* Start PROVIDED MATERIAL *
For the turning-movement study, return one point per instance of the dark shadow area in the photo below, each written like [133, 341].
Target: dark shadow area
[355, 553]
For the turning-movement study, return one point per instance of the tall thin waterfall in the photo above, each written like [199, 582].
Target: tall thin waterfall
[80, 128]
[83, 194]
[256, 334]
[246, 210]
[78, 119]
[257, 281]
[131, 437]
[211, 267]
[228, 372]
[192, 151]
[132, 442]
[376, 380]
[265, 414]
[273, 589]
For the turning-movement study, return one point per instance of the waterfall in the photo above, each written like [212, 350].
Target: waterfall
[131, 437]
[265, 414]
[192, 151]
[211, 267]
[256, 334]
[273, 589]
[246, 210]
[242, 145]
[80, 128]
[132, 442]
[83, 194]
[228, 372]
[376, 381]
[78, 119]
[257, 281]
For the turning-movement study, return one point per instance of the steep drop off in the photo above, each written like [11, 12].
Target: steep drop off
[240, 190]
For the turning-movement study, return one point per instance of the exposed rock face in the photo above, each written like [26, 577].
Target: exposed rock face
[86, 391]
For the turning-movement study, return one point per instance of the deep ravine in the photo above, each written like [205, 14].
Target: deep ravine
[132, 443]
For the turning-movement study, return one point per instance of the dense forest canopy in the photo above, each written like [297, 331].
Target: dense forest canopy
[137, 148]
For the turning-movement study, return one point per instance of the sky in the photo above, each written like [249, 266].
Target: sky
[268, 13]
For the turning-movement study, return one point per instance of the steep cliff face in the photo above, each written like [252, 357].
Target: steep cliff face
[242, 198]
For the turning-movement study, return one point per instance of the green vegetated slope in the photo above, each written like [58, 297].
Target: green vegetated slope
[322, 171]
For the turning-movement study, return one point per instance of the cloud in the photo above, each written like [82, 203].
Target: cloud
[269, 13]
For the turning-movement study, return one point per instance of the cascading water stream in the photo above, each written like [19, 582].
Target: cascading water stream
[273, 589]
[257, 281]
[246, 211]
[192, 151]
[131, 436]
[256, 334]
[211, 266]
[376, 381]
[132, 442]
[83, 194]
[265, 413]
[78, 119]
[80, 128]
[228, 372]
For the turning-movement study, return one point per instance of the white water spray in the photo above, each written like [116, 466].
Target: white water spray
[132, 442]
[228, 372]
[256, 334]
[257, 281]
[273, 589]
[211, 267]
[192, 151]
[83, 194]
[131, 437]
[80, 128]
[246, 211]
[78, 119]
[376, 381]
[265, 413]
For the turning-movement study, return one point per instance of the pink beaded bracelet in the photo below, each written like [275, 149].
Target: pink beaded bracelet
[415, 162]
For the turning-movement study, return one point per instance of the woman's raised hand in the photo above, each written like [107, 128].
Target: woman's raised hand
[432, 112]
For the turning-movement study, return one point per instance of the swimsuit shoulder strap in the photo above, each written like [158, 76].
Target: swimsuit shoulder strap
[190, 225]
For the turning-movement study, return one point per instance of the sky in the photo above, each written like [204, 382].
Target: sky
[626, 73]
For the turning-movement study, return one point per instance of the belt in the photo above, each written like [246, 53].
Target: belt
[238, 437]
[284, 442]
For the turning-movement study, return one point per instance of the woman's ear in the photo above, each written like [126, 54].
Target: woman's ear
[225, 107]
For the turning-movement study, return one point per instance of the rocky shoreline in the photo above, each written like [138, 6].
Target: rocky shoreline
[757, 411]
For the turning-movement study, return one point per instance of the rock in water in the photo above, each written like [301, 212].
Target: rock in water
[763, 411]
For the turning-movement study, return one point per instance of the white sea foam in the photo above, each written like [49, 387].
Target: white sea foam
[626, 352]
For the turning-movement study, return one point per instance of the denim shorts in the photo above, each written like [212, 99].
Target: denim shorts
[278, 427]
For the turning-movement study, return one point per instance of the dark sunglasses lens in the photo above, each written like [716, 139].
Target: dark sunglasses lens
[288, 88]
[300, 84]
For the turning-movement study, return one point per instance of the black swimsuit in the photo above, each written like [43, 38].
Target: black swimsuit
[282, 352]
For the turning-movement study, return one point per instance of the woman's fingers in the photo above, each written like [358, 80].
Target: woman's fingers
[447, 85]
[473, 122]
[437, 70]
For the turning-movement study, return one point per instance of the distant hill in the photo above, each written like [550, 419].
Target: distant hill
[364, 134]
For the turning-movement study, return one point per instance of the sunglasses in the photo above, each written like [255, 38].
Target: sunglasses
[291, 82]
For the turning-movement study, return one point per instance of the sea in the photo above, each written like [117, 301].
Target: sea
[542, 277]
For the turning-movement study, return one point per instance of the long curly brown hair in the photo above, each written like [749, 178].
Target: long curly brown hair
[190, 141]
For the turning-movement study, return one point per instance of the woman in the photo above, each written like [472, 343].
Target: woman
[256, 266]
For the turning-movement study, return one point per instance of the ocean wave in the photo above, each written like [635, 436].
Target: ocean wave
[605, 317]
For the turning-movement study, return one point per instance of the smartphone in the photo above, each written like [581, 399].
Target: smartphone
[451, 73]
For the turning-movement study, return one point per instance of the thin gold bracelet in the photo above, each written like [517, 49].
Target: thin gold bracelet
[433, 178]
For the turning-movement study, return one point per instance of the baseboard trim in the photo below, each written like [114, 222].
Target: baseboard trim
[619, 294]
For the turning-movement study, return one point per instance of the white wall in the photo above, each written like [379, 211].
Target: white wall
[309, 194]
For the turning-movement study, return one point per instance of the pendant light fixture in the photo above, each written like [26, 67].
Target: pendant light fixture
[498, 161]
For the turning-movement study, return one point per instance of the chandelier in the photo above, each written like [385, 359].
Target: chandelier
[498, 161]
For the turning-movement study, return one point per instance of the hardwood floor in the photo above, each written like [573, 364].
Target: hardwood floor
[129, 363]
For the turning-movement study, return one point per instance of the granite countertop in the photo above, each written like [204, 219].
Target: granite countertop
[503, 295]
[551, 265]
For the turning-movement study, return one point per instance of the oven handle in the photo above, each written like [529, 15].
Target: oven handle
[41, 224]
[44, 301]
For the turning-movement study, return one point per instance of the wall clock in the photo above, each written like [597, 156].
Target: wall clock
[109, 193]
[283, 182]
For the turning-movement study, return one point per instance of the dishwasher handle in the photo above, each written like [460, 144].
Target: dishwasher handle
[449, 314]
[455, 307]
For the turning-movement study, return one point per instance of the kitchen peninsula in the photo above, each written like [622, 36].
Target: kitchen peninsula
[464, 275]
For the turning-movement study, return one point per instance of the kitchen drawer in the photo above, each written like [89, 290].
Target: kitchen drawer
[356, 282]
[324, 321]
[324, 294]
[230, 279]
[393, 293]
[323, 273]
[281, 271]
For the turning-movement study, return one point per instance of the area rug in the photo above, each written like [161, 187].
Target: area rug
* End PROVIDED MATERIAL *
• GIVEN EXERCISE:
Repeat all entries. Match them exactly.

• THE ANSWER:
For the turning-movement study, return one point per instance of the dark shadow area in the photo below, each written like [133, 341].
Target: dark shadow area
[355, 553]
For the turning-movement study, return one point per instance of the tall thin waterfall in the photo above, each written like [199, 582].
Target: tall thin waterfall
[80, 128]
[83, 194]
[256, 334]
[246, 210]
[78, 119]
[257, 281]
[131, 437]
[211, 267]
[228, 372]
[192, 151]
[132, 442]
[376, 380]
[265, 414]
[273, 589]
For the turning-movement study, return one point per instance of the waterfall in the photo above, each written like [212, 350].
Target: waterfall
[131, 437]
[265, 414]
[192, 151]
[211, 267]
[256, 334]
[273, 589]
[246, 210]
[242, 145]
[80, 128]
[132, 442]
[83, 194]
[228, 372]
[376, 381]
[78, 119]
[257, 281]
For the turning-movement study, return one point per instance of the steep drop off in the photo above, each written like [11, 12].
Target: steep drop off
[240, 190]
For the turning-movement study, return one point per instance of the exposed rock face in the photo above, each written like [26, 577].
Target: exposed rock face
[86, 391]
For the turning-movement study, return one point per instance of the deep ravine in the photo above, each written like [205, 14].
Target: deep ravine
[132, 443]
For the turning-movement study, return one point per instance of the dense forest canopy in the photo above, each written like [297, 331].
Target: dense forest canopy
[137, 148]
For the turning-movement study, return one point per instance of the sky in the photo above, each written like [249, 266].
Target: sky
[268, 13]
For the turning-movement study, return one point per instance of the steep cliff face in the photo above, each written like [252, 357].
Target: steep cliff face
[242, 198]
For the turning-movement study, return one point per instance of the green vegetated slope in the photo above, each written like [58, 297].
Target: green vegetated slope
[322, 171]
For the turning-movement study, return one point per instance of the cloud in the photo above, each written like [82, 203].
Target: cloud
[269, 13]
For the turning-movement study, return one point per instance of the cascading water stream in the photo above, each written like [19, 582].
Target: cascading water stream
[273, 589]
[257, 281]
[246, 211]
[192, 151]
[131, 436]
[256, 334]
[211, 266]
[376, 381]
[132, 442]
[83, 194]
[265, 413]
[78, 119]
[80, 128]
[228, 372]
For the turning-movement study, return one point per instance of the white water spray in the photo above, each written like [116, 466].
Target: white water spray
[132, 442]
[228, 372]
[256, 334]
[257, 281]
[273, 589]
[211, 267]
[192, 151]
[83, 194]
[131, 437]
[80, 128]
[246, 211]
[78, 119]
[376, 381]
[265, 413]
For the turning-movement study, return one point per instance of the pink beaded bracelet in the photo below, each written like [275, 149].
Target: pink beaded bracelet
[415, 162]
For the turning-movement study, return one point per instance of the woman's raised hand in the photo above, each written like [107, 128].
Target: woman's raised hand
[432, 112]
For the turning-movement study, return one point per instance of the swimsuit shoulder strap in the photo above, each written like [158, 76].
Target: swimsuit shoulder strap
[190, 225]
For the turning-movement study, return one point per instance of the sky in the photo above, each written like [204, 382].
Target: sky
[626, 73]
For the turning-movement study, return one point per instance of the belt in the photo above, each written like [246, 53].
Target: belt
[238, 437]
[284, 442]
For the turning-movement study, return one point per instance of the woman's ear in the photo above, each written like [126, 54].
Target: woman's ear
[225, 107]
For the turning-movement study, return one point per instance of the rocky shoreline in the photo above, each written like [138, 6].
Target: rocky shoreline
[757, 411]
For the turning-movement study, return one point per instance of the rock in water in the photo above, each written like [301, 212].
Target: rock in water
[763, 411]
For the turning-movement study, return one point per instance of the white sea foam in the photo above, each written like [49, 387].
Target: white sea foam
[626, 352]
For the turning-movement study, return one point per instance of the denim shorts in the photo above, each written like [212, 99].
Target: denim shorts
[278, 427]
For the turning-movement study, return one point per instance of the dark sunglasses lens in the photo above, each written like [716, 139].
Target: dark sunglasses lens
[288, 88]
[300, 84]
For the turning-movement study, return one point per instance of the black swimsuit in the photo above, each written like [43, 38].
Target: black swimsuit
[282, 352]
For the turning-movement study, return one point per instance of the woman's fingers in the photo above, each written like [358, 80].
Target: woman's fingers
[447, 85]
[473, 122]
[437, 70]
For the turning-movement study, return one point per instance of the distant hill in the photo above, each written like [550, 419].
Target: distant hill
[364, 134]
For the turning-movement study, return one point per instance of the sunglasses in the photo above, each written like [255, 38].
Target: sunglasses
[291, 82]
For the turning-movement study, return one point per instance of the sea in the photo above, each written like [117, 301].
Target: sea
[542, 277]
For the turning-movement study, return one point per instance of the long curly brown hair in the photo above, each written like [749, 178].
Target: long curly brown hair
[190, 141]
For the turning-movement study, return one point per instance of the woman in the photo above, each written like [472, 343].
Target: woman
[256, 266]
For the turning-movement study, return one point per instance of the ocean wave in the photo above, each written like [635, 436].
Target: ocean wave
[605, 317]
For the turning-movement study, return one point per instance of the smartphone in the photo above, each written like [581, 399].
Target: smartphone
[451, 73]
For the turning-movement study, return one point per instance of the thin gold bracelet in the photo above, each written like [517, 49].
Target: thin gold bracelet
[433, 178]
For the turning-movement study, return one point per instance of the baseboard trim in the photo below, each written like [114, 222].
Target: baseboard trim
[619, 294]
For the turning-movement study, return one point per instance of the white wall in the photo above, each written like [379, 211].
Target: white wall
[309, 194]
For the turning-movement study, return one point per instance of the pendant light fixture in the photo above, each written like [26, 67].
Target: pendant light fixture
[498, 161]
For the turning-movement study, return one point per instance of the chandelier in the photo above, each written like [385, 359].
Target: chandelier
[498, 161]
For the turning-movement study, return one point per instance of the hardwood floor in the photo above, each written like [573, 364].
Target: hardwood floor
[129, 363]
For the turning-movement study, return one point per instance of the granite countertop in the photo above, each written like [204, 219].
Target: granite countertop
[503, 295]
[551, 265]
For the turning-movement study, return one point per instance of the oven handle in the photo above, each written like [529, 15].
Target: oven handle
[41, 224]
[44, 301]
For the turning-movement study, return one point per instance of the wall clock in the photo above, each written like [597, 156].
Target: wall clock
[109, 193]
[283, 182]
For the turning-movement study, return one point per instance of the dishwasher handle in the photo above, each written like [460, 144].
Target: dishwasher handle
[449, 314]
[455, 307]
For the turning-movement study, return one point per instance of the kitchen peninsula in the photo above, each written like [622, 36].
Target: kitchen peninsula
[464, 275]
For the turning-movement study, return one point per instance of the kitchen drawer in the photo above, each written like [89, 290].
Target: kitchen drawer
[356, 282]
[324, 321]
[324, 294]
[230, 279]
[393, 293]
[323, 273]
[281, 271]
For the turning-movement study, return one point per instance of the area rug in the photo above, each written like [161, 187].
Target: area rug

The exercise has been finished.